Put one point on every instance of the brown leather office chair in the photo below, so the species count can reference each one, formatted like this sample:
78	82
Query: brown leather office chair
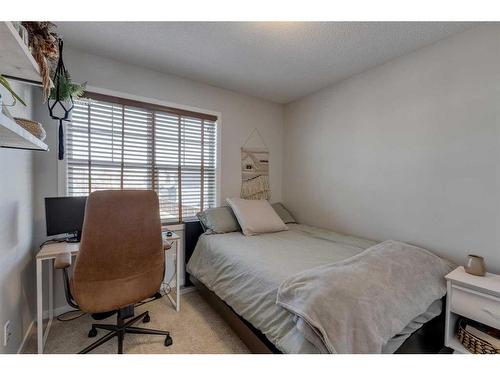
120	262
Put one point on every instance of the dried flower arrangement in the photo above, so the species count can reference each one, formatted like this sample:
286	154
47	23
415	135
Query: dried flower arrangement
43	41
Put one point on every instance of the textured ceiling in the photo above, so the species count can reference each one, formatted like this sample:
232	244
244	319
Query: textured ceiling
279	61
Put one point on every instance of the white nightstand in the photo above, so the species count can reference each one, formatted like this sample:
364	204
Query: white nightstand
473	297
170	242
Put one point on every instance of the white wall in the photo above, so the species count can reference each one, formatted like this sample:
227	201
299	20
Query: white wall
240	114
408	150
17	298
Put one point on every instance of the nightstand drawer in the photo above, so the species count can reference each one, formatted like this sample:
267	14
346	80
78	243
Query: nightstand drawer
475	305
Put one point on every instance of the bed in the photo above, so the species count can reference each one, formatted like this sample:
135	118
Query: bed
240	276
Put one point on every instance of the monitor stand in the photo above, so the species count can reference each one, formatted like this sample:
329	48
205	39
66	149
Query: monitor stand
75	237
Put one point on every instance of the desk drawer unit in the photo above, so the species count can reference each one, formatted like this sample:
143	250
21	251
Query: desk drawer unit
482	307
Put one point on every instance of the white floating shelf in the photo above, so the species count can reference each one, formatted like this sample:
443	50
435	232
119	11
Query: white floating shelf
16	60
13	135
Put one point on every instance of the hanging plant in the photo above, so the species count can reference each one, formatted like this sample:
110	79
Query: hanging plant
61	97
67	89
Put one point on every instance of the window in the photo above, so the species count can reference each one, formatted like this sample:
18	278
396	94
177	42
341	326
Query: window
114	143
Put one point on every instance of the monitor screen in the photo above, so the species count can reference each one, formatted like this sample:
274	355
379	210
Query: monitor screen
64	215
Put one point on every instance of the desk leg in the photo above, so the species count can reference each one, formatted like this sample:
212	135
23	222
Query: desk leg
51	289
39	309
177	277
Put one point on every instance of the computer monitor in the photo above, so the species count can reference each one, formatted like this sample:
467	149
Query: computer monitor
65	215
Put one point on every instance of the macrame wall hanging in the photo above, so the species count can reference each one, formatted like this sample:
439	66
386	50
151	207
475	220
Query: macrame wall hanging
255	170
61	105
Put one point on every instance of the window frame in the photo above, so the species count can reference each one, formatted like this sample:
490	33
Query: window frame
62	165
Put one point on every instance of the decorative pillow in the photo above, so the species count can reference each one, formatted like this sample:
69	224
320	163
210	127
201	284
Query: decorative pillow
218	220
283	213
256	216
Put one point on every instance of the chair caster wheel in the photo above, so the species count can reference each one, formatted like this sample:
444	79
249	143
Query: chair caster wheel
168	341
92	332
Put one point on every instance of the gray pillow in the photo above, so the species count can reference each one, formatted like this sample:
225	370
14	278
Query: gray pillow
256	216
283	213
219	220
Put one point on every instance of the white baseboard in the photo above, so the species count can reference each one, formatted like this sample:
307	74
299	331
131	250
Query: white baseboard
26	336
187	289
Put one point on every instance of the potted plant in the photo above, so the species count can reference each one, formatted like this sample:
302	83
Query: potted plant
62	95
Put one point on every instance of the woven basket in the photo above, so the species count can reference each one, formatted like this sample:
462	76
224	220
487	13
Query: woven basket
473	343
33	127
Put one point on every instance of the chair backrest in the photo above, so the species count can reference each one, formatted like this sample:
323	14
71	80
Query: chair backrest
121	257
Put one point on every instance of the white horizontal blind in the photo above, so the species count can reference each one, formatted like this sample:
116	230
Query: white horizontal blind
118	146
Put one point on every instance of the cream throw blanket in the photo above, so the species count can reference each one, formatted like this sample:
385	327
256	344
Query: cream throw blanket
358	304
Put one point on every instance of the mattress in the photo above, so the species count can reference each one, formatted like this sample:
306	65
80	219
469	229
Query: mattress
246	272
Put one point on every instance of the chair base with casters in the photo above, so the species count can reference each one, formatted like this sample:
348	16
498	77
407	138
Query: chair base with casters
122	325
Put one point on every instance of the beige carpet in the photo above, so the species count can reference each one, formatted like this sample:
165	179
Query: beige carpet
195	329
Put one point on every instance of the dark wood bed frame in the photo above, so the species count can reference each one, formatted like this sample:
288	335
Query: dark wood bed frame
428	339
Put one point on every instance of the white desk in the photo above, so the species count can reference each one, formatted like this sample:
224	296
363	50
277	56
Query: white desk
49	252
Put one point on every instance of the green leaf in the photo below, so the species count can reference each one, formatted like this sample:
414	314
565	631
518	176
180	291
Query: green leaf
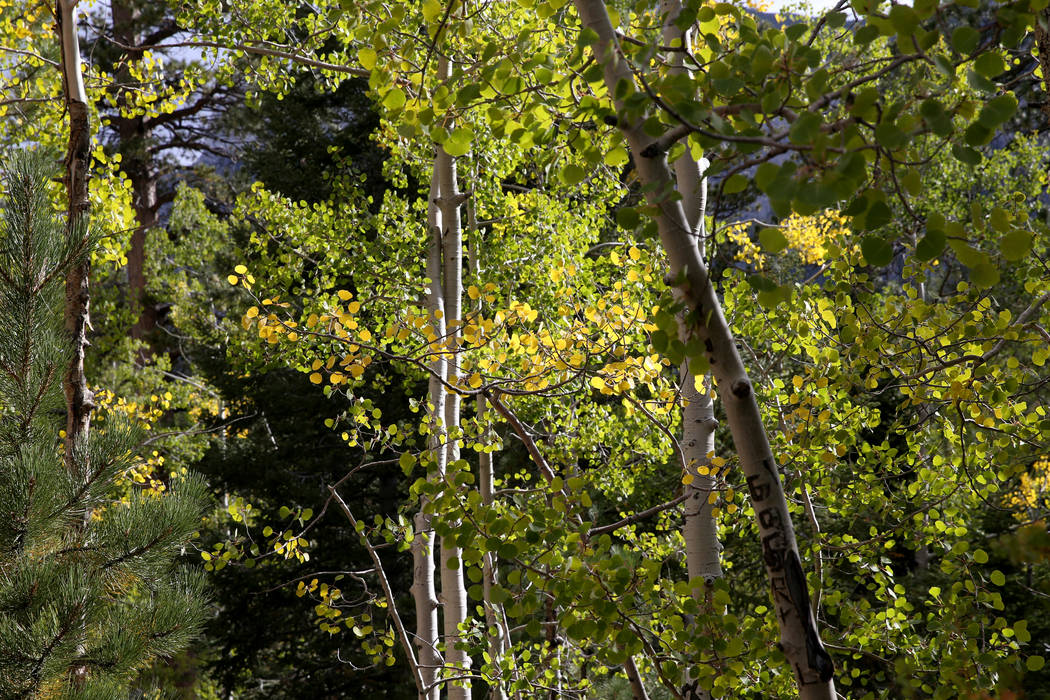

════════════════════

* Task instructions
With pictures omitted, restate word for word every line above from the one containing "Query: white desk" to the end of the entries.

* Answer to this problem
Query: white desk
49	252
Put one point on every instance of the green leaf in the photo below, so the species count can reference each one, formatted like this sample:
414	314
565	631
518	176
180	291
Query: green leaf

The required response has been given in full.